[Point labeling examples]
★ ★ ★ ★ ★ ★ ★

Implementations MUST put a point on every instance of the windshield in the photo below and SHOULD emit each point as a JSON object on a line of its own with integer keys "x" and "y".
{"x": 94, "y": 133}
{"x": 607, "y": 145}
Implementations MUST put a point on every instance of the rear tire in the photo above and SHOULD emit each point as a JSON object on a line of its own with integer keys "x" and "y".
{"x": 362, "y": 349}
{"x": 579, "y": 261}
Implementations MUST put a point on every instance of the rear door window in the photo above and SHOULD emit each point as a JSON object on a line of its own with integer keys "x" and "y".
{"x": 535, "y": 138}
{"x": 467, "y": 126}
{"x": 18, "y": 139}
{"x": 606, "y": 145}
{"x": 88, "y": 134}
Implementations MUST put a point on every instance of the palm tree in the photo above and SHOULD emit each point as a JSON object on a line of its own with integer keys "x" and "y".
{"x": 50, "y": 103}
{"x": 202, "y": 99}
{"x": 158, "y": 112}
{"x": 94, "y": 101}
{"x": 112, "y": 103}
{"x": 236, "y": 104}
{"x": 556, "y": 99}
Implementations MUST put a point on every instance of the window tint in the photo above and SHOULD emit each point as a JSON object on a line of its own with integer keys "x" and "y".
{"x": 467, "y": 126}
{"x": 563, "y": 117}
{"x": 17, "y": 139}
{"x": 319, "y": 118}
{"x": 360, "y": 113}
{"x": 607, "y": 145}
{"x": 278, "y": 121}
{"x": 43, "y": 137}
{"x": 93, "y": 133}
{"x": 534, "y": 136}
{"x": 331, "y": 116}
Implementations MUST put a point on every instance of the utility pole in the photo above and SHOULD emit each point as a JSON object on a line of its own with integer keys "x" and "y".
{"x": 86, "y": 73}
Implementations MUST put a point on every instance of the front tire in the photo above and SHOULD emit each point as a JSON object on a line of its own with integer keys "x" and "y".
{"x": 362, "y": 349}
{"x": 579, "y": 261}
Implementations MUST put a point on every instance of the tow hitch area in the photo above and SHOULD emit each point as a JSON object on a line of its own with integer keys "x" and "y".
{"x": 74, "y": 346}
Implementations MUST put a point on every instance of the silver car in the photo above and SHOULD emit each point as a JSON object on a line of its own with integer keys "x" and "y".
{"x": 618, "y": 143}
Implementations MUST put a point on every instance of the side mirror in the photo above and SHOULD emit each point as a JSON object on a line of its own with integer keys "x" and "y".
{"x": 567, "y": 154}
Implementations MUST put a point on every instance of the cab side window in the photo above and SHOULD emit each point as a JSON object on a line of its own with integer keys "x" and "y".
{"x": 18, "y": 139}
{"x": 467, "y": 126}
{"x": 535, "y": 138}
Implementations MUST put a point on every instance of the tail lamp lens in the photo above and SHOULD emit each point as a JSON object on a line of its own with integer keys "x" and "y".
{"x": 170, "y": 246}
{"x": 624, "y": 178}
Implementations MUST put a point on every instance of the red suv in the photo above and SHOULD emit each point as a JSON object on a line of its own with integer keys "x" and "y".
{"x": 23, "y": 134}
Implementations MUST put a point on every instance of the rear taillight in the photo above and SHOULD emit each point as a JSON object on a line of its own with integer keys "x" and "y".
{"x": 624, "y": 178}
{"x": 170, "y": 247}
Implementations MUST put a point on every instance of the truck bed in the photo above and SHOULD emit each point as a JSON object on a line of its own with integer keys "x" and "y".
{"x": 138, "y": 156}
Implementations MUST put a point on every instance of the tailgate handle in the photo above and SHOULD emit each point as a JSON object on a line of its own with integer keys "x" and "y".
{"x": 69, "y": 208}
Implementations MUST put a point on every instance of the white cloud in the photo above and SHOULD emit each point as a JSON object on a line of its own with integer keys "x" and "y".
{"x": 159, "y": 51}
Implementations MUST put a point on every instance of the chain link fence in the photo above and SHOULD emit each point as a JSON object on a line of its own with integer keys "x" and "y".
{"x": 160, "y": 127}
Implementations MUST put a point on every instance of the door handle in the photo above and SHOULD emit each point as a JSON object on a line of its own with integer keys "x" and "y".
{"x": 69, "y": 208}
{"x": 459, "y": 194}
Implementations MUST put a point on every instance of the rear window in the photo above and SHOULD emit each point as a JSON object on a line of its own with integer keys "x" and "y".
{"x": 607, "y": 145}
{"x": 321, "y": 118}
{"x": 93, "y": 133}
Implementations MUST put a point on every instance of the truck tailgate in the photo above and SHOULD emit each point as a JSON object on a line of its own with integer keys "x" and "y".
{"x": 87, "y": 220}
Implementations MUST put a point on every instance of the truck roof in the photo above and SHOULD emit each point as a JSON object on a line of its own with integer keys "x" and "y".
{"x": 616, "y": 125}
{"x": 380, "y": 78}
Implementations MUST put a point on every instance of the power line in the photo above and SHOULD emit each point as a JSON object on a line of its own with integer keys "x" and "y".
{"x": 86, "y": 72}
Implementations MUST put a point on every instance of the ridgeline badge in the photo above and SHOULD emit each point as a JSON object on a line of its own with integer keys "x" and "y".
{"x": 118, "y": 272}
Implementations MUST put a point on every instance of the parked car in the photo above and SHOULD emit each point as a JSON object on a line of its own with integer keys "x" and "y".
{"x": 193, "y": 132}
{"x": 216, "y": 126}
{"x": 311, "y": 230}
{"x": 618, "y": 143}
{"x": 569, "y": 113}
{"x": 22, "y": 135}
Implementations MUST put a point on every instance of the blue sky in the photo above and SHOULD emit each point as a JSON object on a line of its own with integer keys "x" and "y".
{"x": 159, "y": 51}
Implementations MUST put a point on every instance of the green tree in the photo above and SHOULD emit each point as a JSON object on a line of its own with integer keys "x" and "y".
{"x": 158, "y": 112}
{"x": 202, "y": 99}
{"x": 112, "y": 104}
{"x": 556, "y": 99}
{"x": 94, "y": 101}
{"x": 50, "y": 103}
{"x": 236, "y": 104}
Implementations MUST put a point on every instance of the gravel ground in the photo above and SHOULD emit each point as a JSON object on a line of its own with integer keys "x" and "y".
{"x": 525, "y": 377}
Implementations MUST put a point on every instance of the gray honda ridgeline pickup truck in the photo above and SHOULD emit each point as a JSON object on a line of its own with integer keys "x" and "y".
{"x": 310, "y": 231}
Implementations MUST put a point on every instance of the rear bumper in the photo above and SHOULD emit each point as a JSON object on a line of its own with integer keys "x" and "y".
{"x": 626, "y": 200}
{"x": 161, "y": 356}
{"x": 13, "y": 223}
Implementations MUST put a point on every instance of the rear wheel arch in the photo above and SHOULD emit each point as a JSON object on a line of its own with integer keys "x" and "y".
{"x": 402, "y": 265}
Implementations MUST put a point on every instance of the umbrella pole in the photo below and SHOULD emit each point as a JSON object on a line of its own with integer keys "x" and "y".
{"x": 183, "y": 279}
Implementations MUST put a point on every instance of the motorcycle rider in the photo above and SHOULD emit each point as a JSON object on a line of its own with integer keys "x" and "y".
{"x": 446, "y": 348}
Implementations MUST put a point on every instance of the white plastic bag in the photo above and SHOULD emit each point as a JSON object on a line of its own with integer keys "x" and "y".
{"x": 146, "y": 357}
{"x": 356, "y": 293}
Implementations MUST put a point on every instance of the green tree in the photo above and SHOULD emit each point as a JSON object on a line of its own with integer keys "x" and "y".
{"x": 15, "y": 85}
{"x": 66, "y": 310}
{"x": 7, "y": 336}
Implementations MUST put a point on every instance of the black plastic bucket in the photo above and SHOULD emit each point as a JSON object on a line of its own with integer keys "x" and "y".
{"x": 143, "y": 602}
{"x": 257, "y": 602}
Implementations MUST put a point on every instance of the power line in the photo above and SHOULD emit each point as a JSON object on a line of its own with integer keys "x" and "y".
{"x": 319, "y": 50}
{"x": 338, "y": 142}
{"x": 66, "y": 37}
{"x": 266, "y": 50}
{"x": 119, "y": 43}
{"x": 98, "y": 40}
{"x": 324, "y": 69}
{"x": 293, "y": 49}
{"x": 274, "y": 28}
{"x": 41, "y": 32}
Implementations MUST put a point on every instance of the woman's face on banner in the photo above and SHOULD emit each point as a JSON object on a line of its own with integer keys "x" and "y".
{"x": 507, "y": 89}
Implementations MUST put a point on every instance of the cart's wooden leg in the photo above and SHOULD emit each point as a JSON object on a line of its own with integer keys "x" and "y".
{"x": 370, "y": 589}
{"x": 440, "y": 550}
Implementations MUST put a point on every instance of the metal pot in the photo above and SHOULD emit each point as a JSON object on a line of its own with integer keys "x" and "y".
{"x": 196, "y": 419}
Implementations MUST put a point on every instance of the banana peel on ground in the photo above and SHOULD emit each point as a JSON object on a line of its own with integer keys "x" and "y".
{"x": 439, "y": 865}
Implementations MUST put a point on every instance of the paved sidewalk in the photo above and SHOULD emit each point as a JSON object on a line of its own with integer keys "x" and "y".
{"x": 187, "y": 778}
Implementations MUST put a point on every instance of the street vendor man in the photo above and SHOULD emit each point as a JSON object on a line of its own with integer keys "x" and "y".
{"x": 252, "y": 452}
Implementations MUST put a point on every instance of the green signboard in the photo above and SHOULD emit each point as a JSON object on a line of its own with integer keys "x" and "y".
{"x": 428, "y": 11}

★ ★ ★ ★ ★ ★ ★

### Problem statement
Please quote exactly the lines from the one containing "of the woman's" through the last line of the records above, both included, and nothing else.

### Task response
Implementations MUST put a point on every instance of the woman's face on banner in the photo above and SHOULD emit each point as a JSON object on a line of its own with integer keys "x" and "y".
{"x": 507, "y": 89}
Implementations MUST put a point on every instance of the cart's wooden leg in the photo above and SHOULD emit each point as a JSON object on a line of its own with integer keys "x" and "y".
{"x": 370, "y": 589}
{"x": 440, "y": 550}
Implementations MUST put a point on every instance of the metal pot in the photo above and SHOULD emit each point as a JSON object on a line of its own with integer keys "x" and "y".
{"x": 196, "y": 419}
Implementations MUST put a point on every instance of the banana peel on ground in the photo above and SHOULD emit each point as a JSON object on a line of its own with integer keys "x" and "y".
{"x": 439, "y": 865}
Implementations MUST put a point on every instance of the paved sidewalk in the photo above and SHOULD emit each point as a JSON object on a line of its own with integer keys "x" and "y".
{"x": 187, "y": 778}
Implementations MUST put a point on every instance of the street vendor man in the photo above and SHOULD emit each point as a JSON object on a line of its own with integer keys "x" and "y".
{"x": 252, "y": 452}
Implementations MUST put a point on every instance of the green signboard in the photo above and SHOULD emit each point as a JSON object on a line of its own with integer keys "x" and "y".
{"x": 428, "y": 11}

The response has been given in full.